◆ EXERCISE DETAILS: Recast the records that start at the line containing "Would you kindly point at the pine" and run through the line containing "<point>252,250</point>" as a two-column CSV with the header request,answer. Make one row per request, put each field in quotes, and replace line breaks with spaces.

-- Begin MATERIAL FOR THIS EXERCISE --

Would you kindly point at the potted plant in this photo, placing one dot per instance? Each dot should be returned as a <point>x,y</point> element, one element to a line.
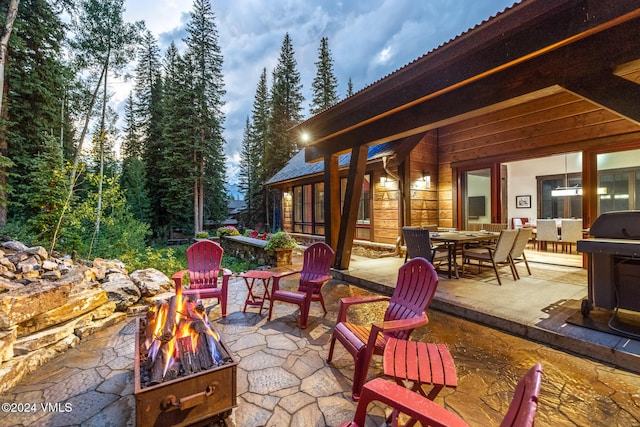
<point>202,235</point>
<point>282,243</point>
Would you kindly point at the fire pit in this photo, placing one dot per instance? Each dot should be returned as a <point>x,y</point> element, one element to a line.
<point>184,373</point>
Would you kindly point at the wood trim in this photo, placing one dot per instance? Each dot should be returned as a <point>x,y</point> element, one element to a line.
<point>353,192</point>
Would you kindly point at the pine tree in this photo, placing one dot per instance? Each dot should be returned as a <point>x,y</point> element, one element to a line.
<point>171,162</point>
<point>349,88</point>
<point>325,83</point>
<point>259,134</point>
<point>208,153</point>
<point>133,180</point>
<point>35,79</point>
<point>250,164</point>
<point>147,77</point>
<point>285,110</point>
<point>49,181</point>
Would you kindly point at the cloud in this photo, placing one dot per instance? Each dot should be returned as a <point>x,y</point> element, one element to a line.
<point>368,40</point>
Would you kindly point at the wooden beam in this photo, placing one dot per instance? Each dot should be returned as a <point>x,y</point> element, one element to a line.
<point>331,201</point>
<point>352,195</point>
<point>611,92</point>
<point>446,93</point>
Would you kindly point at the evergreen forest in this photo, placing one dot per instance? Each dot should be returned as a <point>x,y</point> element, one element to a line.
<point>74,181</point>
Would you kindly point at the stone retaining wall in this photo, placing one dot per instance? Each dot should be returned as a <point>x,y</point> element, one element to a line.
<point>47,305</point>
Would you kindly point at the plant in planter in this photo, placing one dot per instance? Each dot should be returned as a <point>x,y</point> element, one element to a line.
<point>227,230</point>
<point>280,240</point>
<point>282,244</point>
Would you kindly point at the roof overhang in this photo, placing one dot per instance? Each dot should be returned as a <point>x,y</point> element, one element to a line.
<point>535,48</point>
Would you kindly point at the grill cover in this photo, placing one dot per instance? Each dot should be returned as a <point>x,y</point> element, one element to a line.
<point>617,225</point>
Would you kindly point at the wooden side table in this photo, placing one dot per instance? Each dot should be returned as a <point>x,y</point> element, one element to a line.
<point>422,364</point>
<point>253,298</point>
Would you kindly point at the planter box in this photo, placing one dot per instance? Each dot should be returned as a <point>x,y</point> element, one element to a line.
<point>252,250</point>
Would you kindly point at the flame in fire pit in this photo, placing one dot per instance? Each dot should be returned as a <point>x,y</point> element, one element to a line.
<point>179,340</point>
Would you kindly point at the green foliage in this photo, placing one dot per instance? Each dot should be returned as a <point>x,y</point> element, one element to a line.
<point>325,83</point>
<point>36,80</point>
<point>280,240</point>
<point>49,192</point>
<point>286,110</point>
<point>119,231</point>
<point>167,260</point>
<point>227,230</point>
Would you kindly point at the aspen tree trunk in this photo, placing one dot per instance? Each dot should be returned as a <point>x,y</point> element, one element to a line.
<point>12,12</point>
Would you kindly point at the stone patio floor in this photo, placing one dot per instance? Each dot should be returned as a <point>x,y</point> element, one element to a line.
<point>284,380</point>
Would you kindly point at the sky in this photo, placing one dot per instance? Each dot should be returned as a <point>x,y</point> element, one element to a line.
<point>368,40</point>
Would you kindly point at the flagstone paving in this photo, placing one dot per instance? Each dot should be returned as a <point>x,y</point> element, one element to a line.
<point>284,380</point>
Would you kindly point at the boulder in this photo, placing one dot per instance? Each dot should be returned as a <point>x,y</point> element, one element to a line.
<point>150,281</point>
<point>123,292</point>
<point>77,305</point>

-- End MATERIAL FOR THIS EXERCISE --

◆ WRITTEN ANSWER:
request,answer
"Would you kindly point at the pine tree in this photo, placing one dot per instance? Each dot should be returned as a <point>x,y</point> element, one element to a line.","<point>171,162</point> <point>349,88</point> <point>325,83</point> <point>259,134</point> <point>208,153</point> <point>133,180</point> <point>35,79</point> <point>250,164</point> <point>147,77</point> <point>285,110</point> <point>49,181</point>"
"Would you kindly point at the cloud in this photo, placing one dot per instance? Each dot should be returned as a <point>x,y</point> element, one element to a line.","<point>368,40</point>"
"Would you kindly point at the wooden beam in this photo, placing one dot per instance? Each dot should be returned as a <point>x,y</point> element, one element to a line.","<point>331,201</point> <point>352,195</point> <point>611,92</point> <point>446,93</point>"
"Would you kindly point at the evergreen forest in this photo, placing one dot per instance? Each dot should be returned as a <point>x,y</point> element, one element to a line.","<point>74,181</point>"
"Would you kindly point at the stone retaining wall in this photo, placing one dot per instance? Each dot should be returned as a <point>x,y</point> element, one element to a line.","<point>47,305</point>"
"Would you kindly point at the plant in planter in this photo, placing one dot per instance? Each dot should be returned as a <point>x,y</point> element, one element to a line.","<point>227,230</point> <point>280,240</point> <point>282,244</point>"
"Would you kindly point at the roof overhang in this photo, placing one dot per instance? Each dot should be returned as a <point>x,y</point> element, one element to a line.","<point>535,48</point>"
"Would you kindly point at the grill cover in this photo, placing one dot per instance? Each dot should be returned as a <point>x,y</point> element, one element to a line.","<point>617,225</point>"
"Would you kindly point at the wooden side table in this photo, placing one dot per instance? Each dot should be returned as a <point>x,y</point> element, one element to a line.","<point>422,364</point> <point>253,298</point>"
"Would you kindly point at the planter box in this photo, placing one dot per instance? Each dot should be returned as a <point>x,y</point> element, one element to a line.","<point>252,250</point>"